TASK TO CARRY OUT:
Copy the records word for word, from their first line through the line holding "[1,0,507,399]", both ends included.

━━━━━━━━━━━━━━━━━━━━━━━━━━━━━━

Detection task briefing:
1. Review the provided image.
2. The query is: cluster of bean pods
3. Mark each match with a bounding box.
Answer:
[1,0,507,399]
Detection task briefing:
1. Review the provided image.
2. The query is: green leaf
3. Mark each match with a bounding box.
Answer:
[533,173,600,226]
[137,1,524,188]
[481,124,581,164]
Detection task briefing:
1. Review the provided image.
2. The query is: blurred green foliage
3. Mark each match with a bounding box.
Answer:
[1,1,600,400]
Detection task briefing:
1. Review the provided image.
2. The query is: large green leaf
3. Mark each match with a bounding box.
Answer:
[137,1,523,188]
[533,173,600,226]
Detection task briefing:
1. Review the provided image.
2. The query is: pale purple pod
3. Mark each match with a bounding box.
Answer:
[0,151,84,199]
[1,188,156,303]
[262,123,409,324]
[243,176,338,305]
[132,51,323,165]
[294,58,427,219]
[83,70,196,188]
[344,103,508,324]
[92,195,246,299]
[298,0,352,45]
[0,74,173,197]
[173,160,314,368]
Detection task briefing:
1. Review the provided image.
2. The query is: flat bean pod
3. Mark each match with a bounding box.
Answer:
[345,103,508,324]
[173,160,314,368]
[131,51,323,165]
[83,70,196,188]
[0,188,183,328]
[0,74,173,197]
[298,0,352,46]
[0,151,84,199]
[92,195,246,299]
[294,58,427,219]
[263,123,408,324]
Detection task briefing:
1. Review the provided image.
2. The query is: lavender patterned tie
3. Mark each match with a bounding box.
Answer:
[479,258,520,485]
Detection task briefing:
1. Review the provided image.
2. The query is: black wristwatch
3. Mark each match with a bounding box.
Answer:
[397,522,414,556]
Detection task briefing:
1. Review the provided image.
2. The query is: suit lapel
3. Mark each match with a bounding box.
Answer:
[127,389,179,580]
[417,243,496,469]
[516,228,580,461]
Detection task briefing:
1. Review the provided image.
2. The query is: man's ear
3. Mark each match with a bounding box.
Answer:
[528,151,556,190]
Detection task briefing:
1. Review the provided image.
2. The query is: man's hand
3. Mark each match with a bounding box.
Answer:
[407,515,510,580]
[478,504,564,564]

━━━━━━━━━━━━━━━━━━━━━━━━━━━━━━

TASK ANSWER:
Detection task briefing:
1. Review the provided image.
2. The query is: cluster of bean pods
3. Mark each match with a bounding box.
Answer:
[1,0,507,399]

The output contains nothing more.